**Aim of the exercise:** The reply must reproduce each line below exactly.

**Source information:**
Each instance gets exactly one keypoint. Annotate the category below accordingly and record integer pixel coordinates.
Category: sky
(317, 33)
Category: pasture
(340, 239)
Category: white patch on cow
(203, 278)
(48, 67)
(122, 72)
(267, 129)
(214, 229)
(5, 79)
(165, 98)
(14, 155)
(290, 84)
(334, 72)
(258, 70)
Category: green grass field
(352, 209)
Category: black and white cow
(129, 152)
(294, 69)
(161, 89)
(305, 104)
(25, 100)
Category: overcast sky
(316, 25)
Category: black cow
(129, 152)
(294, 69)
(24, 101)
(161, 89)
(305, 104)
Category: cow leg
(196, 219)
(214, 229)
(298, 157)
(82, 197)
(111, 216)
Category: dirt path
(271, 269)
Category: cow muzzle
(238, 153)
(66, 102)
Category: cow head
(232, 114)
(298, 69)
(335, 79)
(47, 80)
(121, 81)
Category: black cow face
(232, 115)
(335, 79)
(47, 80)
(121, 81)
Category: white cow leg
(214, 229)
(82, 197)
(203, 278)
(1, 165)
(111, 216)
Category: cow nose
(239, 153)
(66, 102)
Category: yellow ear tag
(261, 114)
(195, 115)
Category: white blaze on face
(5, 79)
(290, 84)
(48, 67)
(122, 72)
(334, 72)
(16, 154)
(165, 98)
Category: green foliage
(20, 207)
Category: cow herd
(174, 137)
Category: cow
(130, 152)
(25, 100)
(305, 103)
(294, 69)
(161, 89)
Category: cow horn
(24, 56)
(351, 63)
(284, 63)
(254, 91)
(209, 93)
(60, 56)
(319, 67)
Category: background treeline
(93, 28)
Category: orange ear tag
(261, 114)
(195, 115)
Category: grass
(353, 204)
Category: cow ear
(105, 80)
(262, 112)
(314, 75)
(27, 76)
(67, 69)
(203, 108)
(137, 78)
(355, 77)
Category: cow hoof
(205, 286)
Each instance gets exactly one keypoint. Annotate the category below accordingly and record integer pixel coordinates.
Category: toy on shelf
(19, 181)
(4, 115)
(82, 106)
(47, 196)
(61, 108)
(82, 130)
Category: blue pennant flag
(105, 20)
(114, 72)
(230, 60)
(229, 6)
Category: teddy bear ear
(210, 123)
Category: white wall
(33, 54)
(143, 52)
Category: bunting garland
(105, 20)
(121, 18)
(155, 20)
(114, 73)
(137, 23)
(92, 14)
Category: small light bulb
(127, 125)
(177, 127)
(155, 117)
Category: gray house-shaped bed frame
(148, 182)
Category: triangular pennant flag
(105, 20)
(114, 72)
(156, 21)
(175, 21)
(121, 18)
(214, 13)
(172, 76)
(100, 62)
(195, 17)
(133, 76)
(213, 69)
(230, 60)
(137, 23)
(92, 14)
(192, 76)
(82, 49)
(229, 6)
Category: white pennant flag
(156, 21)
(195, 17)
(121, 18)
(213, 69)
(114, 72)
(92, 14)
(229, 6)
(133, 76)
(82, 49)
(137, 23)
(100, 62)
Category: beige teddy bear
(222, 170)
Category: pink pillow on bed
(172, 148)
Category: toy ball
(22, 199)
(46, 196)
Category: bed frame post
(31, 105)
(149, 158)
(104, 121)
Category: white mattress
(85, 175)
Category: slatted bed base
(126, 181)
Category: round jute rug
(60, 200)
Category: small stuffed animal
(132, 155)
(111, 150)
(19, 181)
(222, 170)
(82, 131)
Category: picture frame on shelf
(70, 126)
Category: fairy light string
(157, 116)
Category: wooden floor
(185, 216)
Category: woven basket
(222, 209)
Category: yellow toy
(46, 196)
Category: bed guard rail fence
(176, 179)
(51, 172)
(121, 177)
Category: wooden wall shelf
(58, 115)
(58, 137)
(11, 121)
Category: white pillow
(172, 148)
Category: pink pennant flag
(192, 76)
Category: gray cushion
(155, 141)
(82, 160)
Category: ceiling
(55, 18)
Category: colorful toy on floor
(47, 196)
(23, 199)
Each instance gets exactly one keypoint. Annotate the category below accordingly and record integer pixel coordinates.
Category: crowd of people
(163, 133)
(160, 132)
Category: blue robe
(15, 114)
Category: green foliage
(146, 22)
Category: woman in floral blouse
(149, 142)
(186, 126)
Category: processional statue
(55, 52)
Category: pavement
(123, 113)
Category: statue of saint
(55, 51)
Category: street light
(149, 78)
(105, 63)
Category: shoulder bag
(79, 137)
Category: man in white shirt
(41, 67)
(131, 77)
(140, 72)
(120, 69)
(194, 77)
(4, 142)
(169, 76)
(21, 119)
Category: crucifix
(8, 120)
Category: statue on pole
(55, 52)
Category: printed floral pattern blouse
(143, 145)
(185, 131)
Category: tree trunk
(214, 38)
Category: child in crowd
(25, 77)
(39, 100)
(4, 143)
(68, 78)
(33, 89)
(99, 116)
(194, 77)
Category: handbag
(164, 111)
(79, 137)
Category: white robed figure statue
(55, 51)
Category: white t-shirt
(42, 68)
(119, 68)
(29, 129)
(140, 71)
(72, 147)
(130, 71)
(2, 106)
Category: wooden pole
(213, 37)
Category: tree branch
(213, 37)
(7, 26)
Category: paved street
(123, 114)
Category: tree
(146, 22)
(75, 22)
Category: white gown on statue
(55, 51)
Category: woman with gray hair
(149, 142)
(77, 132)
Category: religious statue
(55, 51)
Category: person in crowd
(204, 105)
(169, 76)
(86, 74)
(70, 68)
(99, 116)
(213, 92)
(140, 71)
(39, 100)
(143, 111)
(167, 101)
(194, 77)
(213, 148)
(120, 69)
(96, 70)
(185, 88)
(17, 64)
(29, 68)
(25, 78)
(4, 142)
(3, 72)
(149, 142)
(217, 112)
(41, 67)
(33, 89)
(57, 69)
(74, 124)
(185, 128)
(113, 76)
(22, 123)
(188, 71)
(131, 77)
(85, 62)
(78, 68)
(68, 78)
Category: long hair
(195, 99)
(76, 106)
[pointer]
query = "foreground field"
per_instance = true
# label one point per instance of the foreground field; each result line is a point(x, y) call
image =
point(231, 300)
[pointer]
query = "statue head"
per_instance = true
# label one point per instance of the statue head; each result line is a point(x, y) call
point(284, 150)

**Exercise answer:**
Each instance gets exactly one keypoint. Annotate the category below accordingly and record integer pixel coordinates.
Category: sky
(317, 33)
Category: pasture
(340, 239)
Category: white patch on cow
(203, 278)
(48, 67)
(122, 72)
(267, 129)
(214, 229)
(5, 79)
(165, 98)
(14, 155)
(290, 84)
(334, 72)
(258, 70)
Category: green grass field
(352, 209)
Category: black and white cow
(129, 152)
(294, 69)
(161, 89)
(305, 104)
(25, 100)
Category: overcast sky
(316, 25)
Category: black cow
(129, 152)
(294, 69)
(24, 101)
(161, 89)
(305, 104)
Category: cow leg
(196, 219)
(214, 229)
(298, 157)
(82, 197)
(111, 216)
Category: dirt path
(271, 269)
Category: cow muzzle
(238, 153)
(66, 102)
Category: cow head
(232, 114)
(298, 69)
(335, 79)
(47, 80)
(121, 81)
Category: black cow face
(232, 115)
(335, 79)
(47, 80)
(121, 81)
Category: white cow leg
(214, 229)
(82, 197)
(203, 278)
(1, 165)
(111, 216)
Category: cow nose
(239, 153)
(66, 102)
Category: yellow ear tag
(261, 114)
(195, 115)
Category: white blaze on face
(5, 79)
(290, 84)
(48, 67)
(122, 72)
(334, 72)
(16, 154)
(165, 98)
Category: green foliage
(20, 207)
Category: cow herd
(174, 137)
Category: cow
(130, 152)
(25, 100)
(305, 103)
(294, 69)
(161, 89)
Category: cow horn
(24, 56)
(351, 63)
(284, 63)
(254, 91)
(209, 93)
(60, 56)
(319, 67)
Category: background treeline
(93, 28)
Category: orange ear tag
(261, 114)
(195, 115)
Category: grass
(353, 204)
Category: cow ear
(105, 80)
(262, 112)
(314, 75)
(27, 76)
(67, 69)
(203, 108)
(137, 78)
(355, 77)
Category: cow hoof
(205, 286)
Each instance gets exactly one keypoint. Annotate the category below accordingly and record integer pixel coordinates.
Category: toy on shelf
(19, 181)
(4, 115)
(82, 106)
(47, 196)
(61, 108)
(82, 130)
Category: blue pennant flag
(105, 20)
(114, 72)
(230, 60)
(229, 6)
Category: teddy bear ear
(210, 123)
Category: white wall
(33, 54)
(143, 52)
Category: bunting garland
(105, 20)
(121, 18)
(155, 20)
(114, 73)
(137, 23)
(92, 14)
Category: small light bulb
(127, 125)
(177, 127)
(155, 117)
Category: gray house-shaped bed frame
(148, 182)
Category: triangular pennant flag
(105, 20)
(114, 72)
(156, 21)
(175, 21)
(121, 18)
(214, 13)
(172, 76)
(100, 62)
(195, 17)
(133, 76)
(213, 69)
(230, 60)
(137, 23)
(92, 14)
(192, 76)
(82, 49)
(229, 6)
Category: white pennant flag
(156, 21)
(195, 17)
(121, 18)
(213, 69)
(114, 72)
(92, 14)
(229, 6)
(133, 76)
(82, 49)
(137, 23)
(100, 62)
Category: beige teddy bear
(222, 170)
Category: pink pillow on bed
(172, 148)
Category: toy ball
(22, 199)
(46, 196)
Category: bed frame post
(31, 105)
(149, 158)
(104, 121)
Category: white mattress
(85, 175)
Category: slatted bed base
(126, 181)
Category: round jute rug
(60, 200)
Category: small stuffed animal
(132, 155)
(111, 150)
(19, 181)
(222, 170)
(82, 131)
Category: picture frame on shelf
(70, 126)
Category: fairy light string
(157, 116)
Category: wooden floor
(185, 216)
Category: woven basket
(222, 209)
Category: yellow toy
(46, 196)
Category: bed guard rail fence
(176, 179)
(51, 172)
(121, 177)
Category: wooden wall shelf
(58, 115)
(58, 137)
(11, 121)
Category: white pillow
(172, 148)
Category: pink pennant flag
(192, 76)
Category: gray cushion
(155, 141)
(82, 160)
Category: ceiling
(55, 18)
Category: colorful toy on floor
(47, 196)
(23, 199)
Each instance gets exactly one keypoint. Annotate the category below accordingly and record integer pixel coordinates.
Category: crowd of people
(163, 133)
(160, 132)
Category: blue robe
(15, 114)
Category: green foliage
(146, 22)
Category: woman in floral blouse
(149, 142)
(186, 126)
Category: processional statue
(55, 52)
Category: pavement
(123, 113)
Category: statue of saint
(55, 51)
Category: street light
(149, 78)
(105, 63)
Category: shoulder bag
(79, 137)
Category: man in white shirt
(41, 67)
(131, 77)
(140, 72)
(120, 69)
(194, 77)
(4, 142)
(169, 76)
(21, 119)
Category: crucifix
(8, 120)
Category: statue on pole
(55, 52)
Category: printed floral pattern blouse
(143, 145)
(185, 131)
Category: tree trunk
(214, 38)
Category: child in crowd
(25, 77)
(39, 100)
(4, 143)
(68, 78)
(33, 89)
(99, 116)
(194, 77)
Category: handbag
(164, 111)
(79, 137)
Category: white robed figure statue
(55, 51)
Category: white t-shirt
(42, 68)
(119, 68)
(29, 129)
(140, 71)
(72, 147)
(130, 71)
(2, 106)
Category: wooden pole
(213, 37)
Category: tree branch
(213, 37)
(7, 26)
Category: paved street
(123, 114)
Category: tree
(146, 22)
(75, 22)
Category: white gown on statue
(55, 51)
Category: woman with gray hair
(149, 142)
(77, 132)
Category: religious statue
(55, 51)
Category: person in crowd
(204, 105)
(169, 76)
(86, 74)
(70, 68)
(99, 116)
(213, 92)
(140, 71)
(39, 100)
(143, 111)
(167, 101)
(194, 77)
(213, 148)
(120, 69)
(96, 70)
(185, 88)
(17, 64)
(29, 68)
(25, 78)
(4, 142)
(3, 72)
(149, 142)
(217, 112)
(41, 67)
(33, 89)
(57, 69)
(74, 124)
(185, 128)
(113, 76)
(22, 123)
(188, 71)
(131, 77)
(85, 62)
(78, 68)
(68, 78)
Category: long hair
(195, 99)
(76, 106)
[pointer]
query = "foreground field"
per_instance = true
# label one point per instance of the foreground field; each result line is a point(x, y) call
image =
point(231, 300)
[pointer]
query = "statue head"
per_instance = true
# label one point per instance of the statue head; each result line is a point(x, y) call
point(284, 150)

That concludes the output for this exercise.